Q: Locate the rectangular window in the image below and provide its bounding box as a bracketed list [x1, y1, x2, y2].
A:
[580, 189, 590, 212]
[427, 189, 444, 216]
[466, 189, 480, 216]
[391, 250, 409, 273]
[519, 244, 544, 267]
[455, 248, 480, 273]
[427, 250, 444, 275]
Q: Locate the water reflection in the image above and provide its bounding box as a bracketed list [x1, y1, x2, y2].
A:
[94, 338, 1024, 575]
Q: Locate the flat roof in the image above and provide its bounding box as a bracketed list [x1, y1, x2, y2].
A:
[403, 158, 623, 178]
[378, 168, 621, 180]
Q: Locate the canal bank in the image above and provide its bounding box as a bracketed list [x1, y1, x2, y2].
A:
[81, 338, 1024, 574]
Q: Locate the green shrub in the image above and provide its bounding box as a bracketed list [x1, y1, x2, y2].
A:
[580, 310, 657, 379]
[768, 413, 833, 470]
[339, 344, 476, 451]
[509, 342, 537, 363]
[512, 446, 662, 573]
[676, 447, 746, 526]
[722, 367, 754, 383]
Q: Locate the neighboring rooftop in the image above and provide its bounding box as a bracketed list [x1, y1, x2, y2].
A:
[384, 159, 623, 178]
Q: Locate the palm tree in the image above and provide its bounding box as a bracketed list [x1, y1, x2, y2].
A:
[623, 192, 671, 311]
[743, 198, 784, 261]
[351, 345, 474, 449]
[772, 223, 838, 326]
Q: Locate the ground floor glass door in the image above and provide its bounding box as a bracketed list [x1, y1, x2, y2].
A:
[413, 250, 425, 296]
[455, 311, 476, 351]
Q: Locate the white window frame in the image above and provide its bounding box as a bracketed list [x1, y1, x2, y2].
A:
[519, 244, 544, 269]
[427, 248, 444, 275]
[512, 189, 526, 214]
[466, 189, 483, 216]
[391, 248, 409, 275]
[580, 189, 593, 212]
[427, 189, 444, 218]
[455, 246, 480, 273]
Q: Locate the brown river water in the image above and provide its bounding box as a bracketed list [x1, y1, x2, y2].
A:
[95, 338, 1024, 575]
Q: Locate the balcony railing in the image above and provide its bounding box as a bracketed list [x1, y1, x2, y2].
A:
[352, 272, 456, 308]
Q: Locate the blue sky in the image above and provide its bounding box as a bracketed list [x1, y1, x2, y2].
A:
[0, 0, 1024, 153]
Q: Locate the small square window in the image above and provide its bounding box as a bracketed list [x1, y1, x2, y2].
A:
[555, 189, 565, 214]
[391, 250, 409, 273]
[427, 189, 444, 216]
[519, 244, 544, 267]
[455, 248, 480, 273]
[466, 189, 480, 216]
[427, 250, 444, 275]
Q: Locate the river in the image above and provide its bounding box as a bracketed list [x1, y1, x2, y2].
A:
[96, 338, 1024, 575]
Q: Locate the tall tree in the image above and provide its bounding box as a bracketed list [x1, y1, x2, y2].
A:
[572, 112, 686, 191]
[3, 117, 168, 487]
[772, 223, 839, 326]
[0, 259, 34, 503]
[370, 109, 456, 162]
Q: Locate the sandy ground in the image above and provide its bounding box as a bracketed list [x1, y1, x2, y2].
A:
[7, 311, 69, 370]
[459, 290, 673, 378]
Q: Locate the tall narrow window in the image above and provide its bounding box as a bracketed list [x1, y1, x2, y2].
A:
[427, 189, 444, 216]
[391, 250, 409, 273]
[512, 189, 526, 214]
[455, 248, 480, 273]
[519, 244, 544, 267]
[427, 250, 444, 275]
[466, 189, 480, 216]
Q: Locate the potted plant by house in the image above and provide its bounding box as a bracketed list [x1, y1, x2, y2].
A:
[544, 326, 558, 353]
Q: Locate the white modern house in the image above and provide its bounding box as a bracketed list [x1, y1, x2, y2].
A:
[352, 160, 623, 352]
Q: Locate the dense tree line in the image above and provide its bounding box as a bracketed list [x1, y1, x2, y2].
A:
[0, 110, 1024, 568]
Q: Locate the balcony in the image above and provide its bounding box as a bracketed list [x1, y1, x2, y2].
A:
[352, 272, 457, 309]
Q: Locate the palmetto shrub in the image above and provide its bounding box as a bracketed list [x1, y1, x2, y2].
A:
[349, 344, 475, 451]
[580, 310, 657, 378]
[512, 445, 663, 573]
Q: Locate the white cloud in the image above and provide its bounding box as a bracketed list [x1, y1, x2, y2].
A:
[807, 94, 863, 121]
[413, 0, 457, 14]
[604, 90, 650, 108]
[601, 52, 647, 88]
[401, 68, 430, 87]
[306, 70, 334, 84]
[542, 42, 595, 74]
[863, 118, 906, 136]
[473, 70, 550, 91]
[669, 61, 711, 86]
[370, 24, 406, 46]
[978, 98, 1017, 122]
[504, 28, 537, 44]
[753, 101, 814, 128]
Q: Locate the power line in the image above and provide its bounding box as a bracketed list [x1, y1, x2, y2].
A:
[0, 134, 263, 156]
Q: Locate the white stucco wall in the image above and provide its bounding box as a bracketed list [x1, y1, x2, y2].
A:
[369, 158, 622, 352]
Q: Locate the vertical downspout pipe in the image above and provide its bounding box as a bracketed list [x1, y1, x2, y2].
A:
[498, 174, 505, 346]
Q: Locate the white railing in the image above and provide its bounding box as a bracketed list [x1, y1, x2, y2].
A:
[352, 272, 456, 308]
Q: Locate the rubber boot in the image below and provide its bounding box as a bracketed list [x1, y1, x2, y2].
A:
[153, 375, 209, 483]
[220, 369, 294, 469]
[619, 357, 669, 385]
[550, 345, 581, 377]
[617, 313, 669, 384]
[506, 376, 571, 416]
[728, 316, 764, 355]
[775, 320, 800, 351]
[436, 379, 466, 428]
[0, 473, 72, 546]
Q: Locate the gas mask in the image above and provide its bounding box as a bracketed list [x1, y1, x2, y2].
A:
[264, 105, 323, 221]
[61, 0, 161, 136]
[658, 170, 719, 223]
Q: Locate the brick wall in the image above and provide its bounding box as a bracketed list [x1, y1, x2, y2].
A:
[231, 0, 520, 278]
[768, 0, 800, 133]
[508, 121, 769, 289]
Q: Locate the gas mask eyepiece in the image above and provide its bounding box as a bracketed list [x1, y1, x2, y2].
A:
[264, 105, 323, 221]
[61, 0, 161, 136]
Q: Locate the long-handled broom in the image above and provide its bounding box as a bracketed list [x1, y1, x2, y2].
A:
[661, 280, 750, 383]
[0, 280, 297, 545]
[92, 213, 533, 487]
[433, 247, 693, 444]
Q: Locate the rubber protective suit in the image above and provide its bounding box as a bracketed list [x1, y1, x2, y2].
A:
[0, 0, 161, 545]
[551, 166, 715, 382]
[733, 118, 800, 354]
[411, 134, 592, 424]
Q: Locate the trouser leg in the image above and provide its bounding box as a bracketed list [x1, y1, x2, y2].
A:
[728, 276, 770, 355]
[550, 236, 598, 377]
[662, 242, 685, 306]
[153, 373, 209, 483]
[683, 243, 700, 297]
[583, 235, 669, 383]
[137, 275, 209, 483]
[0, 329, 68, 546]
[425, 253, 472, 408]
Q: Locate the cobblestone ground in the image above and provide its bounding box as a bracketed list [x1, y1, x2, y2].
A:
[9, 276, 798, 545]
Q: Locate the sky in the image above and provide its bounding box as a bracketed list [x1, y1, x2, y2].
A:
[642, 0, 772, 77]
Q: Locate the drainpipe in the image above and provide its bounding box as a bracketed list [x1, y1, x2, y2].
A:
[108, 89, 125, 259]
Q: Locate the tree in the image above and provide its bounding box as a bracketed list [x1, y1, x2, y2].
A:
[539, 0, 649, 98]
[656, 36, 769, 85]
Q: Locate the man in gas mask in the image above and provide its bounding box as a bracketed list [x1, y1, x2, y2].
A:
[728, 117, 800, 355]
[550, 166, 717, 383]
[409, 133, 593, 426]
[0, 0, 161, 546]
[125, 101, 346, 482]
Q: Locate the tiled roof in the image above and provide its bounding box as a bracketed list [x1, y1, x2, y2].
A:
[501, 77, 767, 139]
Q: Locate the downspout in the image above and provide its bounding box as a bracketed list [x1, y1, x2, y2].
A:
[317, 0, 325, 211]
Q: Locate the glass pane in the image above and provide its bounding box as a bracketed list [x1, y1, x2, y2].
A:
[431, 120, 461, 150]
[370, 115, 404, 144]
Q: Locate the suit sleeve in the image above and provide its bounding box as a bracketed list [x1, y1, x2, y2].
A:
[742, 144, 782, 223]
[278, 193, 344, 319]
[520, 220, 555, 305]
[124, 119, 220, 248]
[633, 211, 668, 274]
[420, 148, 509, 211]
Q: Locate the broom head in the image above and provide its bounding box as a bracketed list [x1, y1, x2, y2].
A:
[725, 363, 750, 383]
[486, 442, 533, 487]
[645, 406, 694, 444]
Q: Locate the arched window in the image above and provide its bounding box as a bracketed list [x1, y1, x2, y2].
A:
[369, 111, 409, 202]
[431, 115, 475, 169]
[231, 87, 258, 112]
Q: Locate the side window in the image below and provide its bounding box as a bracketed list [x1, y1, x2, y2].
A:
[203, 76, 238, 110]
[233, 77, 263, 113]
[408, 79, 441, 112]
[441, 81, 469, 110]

++++++

▶ _REQUIRED WORK_
Can you convert every line of the entries from the one containing "Q: Locate the arched" through the final line, inclusive, into a JSON list with one string per line and any blank lines left out?

▶ _RESULT BELOW_
[
  "Q: Locate the arched window in the image above and provide its bounding box as a bracketed list [x1, y1, x2, y2].",
  "A:",
  "[369, 111, 409, 202]",
  "[431, 115, 475, 169]",
  "[231, 87, 258, 112]",
  "Q: Locate the side window in the image below and provide its bounding box as a bracketed list [x1, y1, x2, y2].",
  "A:",
  "[203, 76, 238, 110]",
  "[233, 77, 263, 113]",
  "[408, 79, 441, 112]",
  "[441, 81, 469, 110]"
]